* WORK ITEM
Below are records to be reproduced exactly and in full.

+++++

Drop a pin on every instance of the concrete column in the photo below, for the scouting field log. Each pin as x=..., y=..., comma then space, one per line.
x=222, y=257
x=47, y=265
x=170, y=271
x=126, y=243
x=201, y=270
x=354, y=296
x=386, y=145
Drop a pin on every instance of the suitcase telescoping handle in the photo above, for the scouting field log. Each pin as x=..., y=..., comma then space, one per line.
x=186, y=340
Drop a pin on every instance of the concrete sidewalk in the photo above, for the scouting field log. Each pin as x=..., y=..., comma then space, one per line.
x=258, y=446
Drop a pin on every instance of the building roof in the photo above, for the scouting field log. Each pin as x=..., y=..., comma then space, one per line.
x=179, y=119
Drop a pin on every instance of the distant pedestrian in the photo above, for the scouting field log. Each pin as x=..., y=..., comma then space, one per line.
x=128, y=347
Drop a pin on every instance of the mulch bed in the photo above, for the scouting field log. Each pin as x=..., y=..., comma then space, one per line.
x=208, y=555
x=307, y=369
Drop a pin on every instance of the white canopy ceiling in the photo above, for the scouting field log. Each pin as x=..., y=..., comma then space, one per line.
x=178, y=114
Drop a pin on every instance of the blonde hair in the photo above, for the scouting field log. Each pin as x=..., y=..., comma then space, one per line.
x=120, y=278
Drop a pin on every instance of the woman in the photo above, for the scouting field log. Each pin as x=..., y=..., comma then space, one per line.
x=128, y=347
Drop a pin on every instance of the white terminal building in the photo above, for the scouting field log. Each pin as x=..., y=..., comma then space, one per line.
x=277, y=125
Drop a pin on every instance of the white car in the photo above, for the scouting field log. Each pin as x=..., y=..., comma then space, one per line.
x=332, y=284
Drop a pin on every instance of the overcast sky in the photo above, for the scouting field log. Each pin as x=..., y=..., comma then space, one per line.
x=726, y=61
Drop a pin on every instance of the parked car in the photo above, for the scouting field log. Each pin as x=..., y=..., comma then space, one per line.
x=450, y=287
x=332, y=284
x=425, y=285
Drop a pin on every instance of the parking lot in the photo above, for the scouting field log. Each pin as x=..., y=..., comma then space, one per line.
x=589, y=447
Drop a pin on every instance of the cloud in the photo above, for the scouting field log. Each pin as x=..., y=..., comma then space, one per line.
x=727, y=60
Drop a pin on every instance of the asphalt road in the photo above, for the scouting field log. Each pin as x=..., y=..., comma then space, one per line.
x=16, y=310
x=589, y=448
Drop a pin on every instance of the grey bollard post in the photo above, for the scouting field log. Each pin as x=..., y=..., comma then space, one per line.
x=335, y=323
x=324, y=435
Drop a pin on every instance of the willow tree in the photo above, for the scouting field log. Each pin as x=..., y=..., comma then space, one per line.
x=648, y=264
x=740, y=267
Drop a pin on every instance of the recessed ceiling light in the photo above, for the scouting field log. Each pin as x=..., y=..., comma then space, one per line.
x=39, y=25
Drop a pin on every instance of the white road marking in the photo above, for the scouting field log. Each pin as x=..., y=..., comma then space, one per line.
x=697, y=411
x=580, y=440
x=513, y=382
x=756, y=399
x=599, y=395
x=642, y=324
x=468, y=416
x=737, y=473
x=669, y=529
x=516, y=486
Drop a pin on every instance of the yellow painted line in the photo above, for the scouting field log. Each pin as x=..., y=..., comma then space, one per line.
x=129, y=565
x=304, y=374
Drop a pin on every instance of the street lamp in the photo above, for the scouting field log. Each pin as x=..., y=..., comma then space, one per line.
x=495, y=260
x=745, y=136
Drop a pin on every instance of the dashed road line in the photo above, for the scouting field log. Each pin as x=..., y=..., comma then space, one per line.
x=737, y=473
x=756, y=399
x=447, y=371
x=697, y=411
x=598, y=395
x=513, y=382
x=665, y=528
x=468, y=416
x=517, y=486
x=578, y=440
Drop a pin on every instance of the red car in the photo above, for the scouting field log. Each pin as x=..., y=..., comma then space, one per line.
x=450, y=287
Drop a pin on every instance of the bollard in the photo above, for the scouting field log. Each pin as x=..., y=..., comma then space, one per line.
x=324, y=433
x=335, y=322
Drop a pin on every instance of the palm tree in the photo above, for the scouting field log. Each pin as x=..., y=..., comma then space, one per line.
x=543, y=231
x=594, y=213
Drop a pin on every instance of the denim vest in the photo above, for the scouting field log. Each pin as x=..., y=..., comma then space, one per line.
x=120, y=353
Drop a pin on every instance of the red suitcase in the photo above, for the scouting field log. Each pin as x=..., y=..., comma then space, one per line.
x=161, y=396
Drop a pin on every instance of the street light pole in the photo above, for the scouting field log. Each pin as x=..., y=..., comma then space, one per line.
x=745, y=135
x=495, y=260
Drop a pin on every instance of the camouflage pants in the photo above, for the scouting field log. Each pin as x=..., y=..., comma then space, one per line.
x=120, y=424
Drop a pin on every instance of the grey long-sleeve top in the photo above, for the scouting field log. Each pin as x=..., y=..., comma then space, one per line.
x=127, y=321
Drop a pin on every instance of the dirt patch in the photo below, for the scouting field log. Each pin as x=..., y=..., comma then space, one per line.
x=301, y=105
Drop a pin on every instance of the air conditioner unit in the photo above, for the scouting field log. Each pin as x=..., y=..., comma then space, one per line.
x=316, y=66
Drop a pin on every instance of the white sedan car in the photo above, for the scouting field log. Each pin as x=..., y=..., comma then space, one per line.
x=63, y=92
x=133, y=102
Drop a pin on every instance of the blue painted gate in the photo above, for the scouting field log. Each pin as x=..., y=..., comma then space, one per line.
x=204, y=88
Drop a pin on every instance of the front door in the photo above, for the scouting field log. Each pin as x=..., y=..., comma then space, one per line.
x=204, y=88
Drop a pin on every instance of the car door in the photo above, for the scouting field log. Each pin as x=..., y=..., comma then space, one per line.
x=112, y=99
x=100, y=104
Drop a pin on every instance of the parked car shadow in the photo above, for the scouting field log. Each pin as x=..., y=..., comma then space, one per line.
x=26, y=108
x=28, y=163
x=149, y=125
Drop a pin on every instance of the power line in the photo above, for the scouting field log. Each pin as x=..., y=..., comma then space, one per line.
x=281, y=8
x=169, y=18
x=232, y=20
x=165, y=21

+++++

* WRITTEN SOLUTION
Drop a pin on every instance of the concrete column in the photo below, for the scouting field log. Each pin as x=..., y=..., comma then space, one per line.
x=222, y=257
x=47, y=265
x=170, y=271
x=126, y=243
x=201, y=270
x=354, y=296
x=386, y=145
Drop a pin on every instance of the suitcase telescoping handle in the photo above, for the scouting field log. Each pin as x=..., y=..., comma then space, one per line.
x=186, y=340
Drop a pin on every instance of the concrete sidewalk in the photo above, for the scouting field log. Each pin as x=..., y=..., comma then space, one per line.
x=258, y=446
Drop a pin on every instance of the building roof in the photo above, for the scouting field log. Each pin as x=..., y=..., comma then space, one per line.
x=179, y=119
Drop a pin on every instance of the distant pedestrian in the photo above, for the scouting field log. Each pin as x=..., y=..., comma then space, one per line.
x=128, y=347
Drop a pin on every instance of the mulch bed in the photo above, for the scouting field log. Each pin as x=..., y=..., comma then space, one per line.
x=208, y=555
x=307, y=369
Drop a pin on every instance of the white canopy ceiling in the photo above, for the scouting field log. Each pin as x=..., y=..., comma then space, one per line.
x=178, y=114
Drop a pin on every instance of the blonde hair in the photo above, for the scouting field log. Each pin as x=..., y=..., comma then space, one per line.
x=120, y=278
Drop a pin on every instance of the woman in the photo above, for the scouting field log. Each pin as x=..., y=..., comma then space, one per line.
x=128, y=347
Drop a pin on every instance of the white terminal building in the photo above, for the scouting field log. Each pin as x=..., y=..., comma then space, one per line.
x=277, y=125
Drop a pin on every instance of the white car in the photo above, for the scouting field log. Each pin as x=..., y=..., comma then space, one per line.
x=332, y=284
Drop a pin on every instance of the overcast sky in the photo above, for the scouting field log. Each pin as x=..., y=..., comma then space, one per line.
x=726, y=61
Drop a pin on every instance of the parked car in the photo above, for the scouting field log. Each pin as x=..., y=..., comma then space, one per line.
x=450, y=287
x=332, y=284
x=425, y=285
Drop a pin on every instance of the parking lot in the photo above, for the scouting field log. Each pin as x=..., y=..., comma then space, one per line.
x=589, y=447
Drop a pin on every instance of the cloud in the photo above, for the scouting field log. Each pin as x=..., y=..., comma then space, one per line.
x=727, y=60
Drop a pin on every instance of the asphalt road in the photo above, for the scouting field log. Each pin as x=..., y=..., comma then space, one per line.
x=16, y=310
x=589, y=448
Drop a pin on every instance of the grey bollard post in the photo above, for the scouting field log. Each pin as x=..., y=..., comma then space, one per line.
x=335, y=323
x=324, y=435
Drop a pin on every instance of the willow tree in the photo above, for the scouting field log. Each pin as x=..., y=..., comma then space, one per line.
x=648, y=264
x=740, y=267
Drop a pin on every instance of the recessed ceiling light in the photo above, for the scouting field log. Each pin as x=..., y=..., comma then space, one per line.
x=39, y=25
Drop a pin on every instance of the white road marking in the photo above, for the scouting field log. Each pin as x=..., y=..., comma then space, one per line.
x=697, y=411
x=580, y=440
x=513, y=382
x=756, y=399
x=599, y=395
x=642, y=324
x=468, y=416
x=737, y=473
x=669, y=529
x=516, y=486
Drop a pin on every instance of the yellow painted line in the photo above, for the scouting field log. Each pin as x=..., y=..., comma then space, one per line.
x=129, y=565
x=304, y=374
Drop a pin on every instance of the street lamp in the photo above, for the scouting field log. Each pin as x=..., y=..., comma then space, one per line.
x=495, y=260
x=745, y=136
Drop a pin on every instance of the dashed road line in the photo above, for the scouting field log. Each pin as x=..., y=..., comma then space, one per line.
x=737, y=473
x=756, y=399
x=447, y=371
x=697, y=411
x=598, y=395
x=513, y=382
x=665, y=528
x=468, y=416
x=517, y=486
x=578, y=440
Drop a pin on every instance of the red car in the photo above, for the scouting field log. Each pin as x=..., y=..., comma then space, one per line.
x=450, y=287
Drop a pin on every instance of the bollard in the photo above, for the scouting field log. Each pin as x=..., y=..., comma then space, one per line.
x=324, y=433
x=335, y=322
Drop a pin on every instance of the palm tree in the photo above, for the scouting field log. Each pin as x=..., y=..., comma then space, one per line.
x=543, y=231
x=594, y=213
Drop a pin on every instance of the denim vest in the photo above, for the scouting field log. Each pin as x=..., y=..., comma then space, one per line.
x=120, y=353
Drop a pin on every instance of the red suitcase in the photo above, for the scouting field log. Each pin as x=..., y=..., comma then space, one per line.
x=161, y=396
Drop a pin on every instance of the street light pole in the photo above, for the scouting field log. Each pin as x=..., y=..., comma then space, one per line.
x=745, y=135
x=495, y=260
Drop a pin on every instance of the camouflage pants in the photo above, for the scouting field log. Each pin as x=..., y=..., comma then space, one per line.
x=120, y=424
Drop a pin on every instance of the grey long-sleeve top in the photo above, for the scouting field log. Each pin as x=..., y=..., comma then space, one per line.
x=127, y=321
Drop a pin on every instance of the dirt patch in the photo below, for the scouting field log. Each pin as x=..., y=..., comma then space, one per line.
x=301, y=105
Drop a pin on every instance of the air conditioner unit in the photo above, for the scouting field log. Each pin as x=..., y=..., comma then space, one per line.
x=316, y=66
Drop a pin on every instance of the white sedan car in the photo above, for the scouting field log. Each pin as x=..., y=..., comma then space, one per line.
x=63, y=92
x=133, y=102
Drop a pin on every instance of the blue painted gate in the photo above, for the scouting field log. Each pin as x=..., y=..., comma then space, one per line.
x=204, y=88
Drop a pin on every instance of the front door in the photo above, for the scouting field log. Each pin as x=..., y=..., comma then space, one per line.
x=204, y=88
Drop a pin on every instance of the car door in the photo above, for the scouting field log. Each pin as x=..., y=..., comma then space, one per line.
x=112, y=99
x=100, y=104
Drop a pin on every instance of the parked car shadow in the photo above, for the scouting field log. Each pin as x=..., y=..., comma then space, one per line.
x=26, y=108
x=28, y=163
x=149, y=125
Drop a pin on every instance of the power line in the photo above, for the scouting field log. Each pin as x=..., y=..., comma then space, one per line.
x=281, y=8
x=169, y=18
x=232, y=20
x=165, y=21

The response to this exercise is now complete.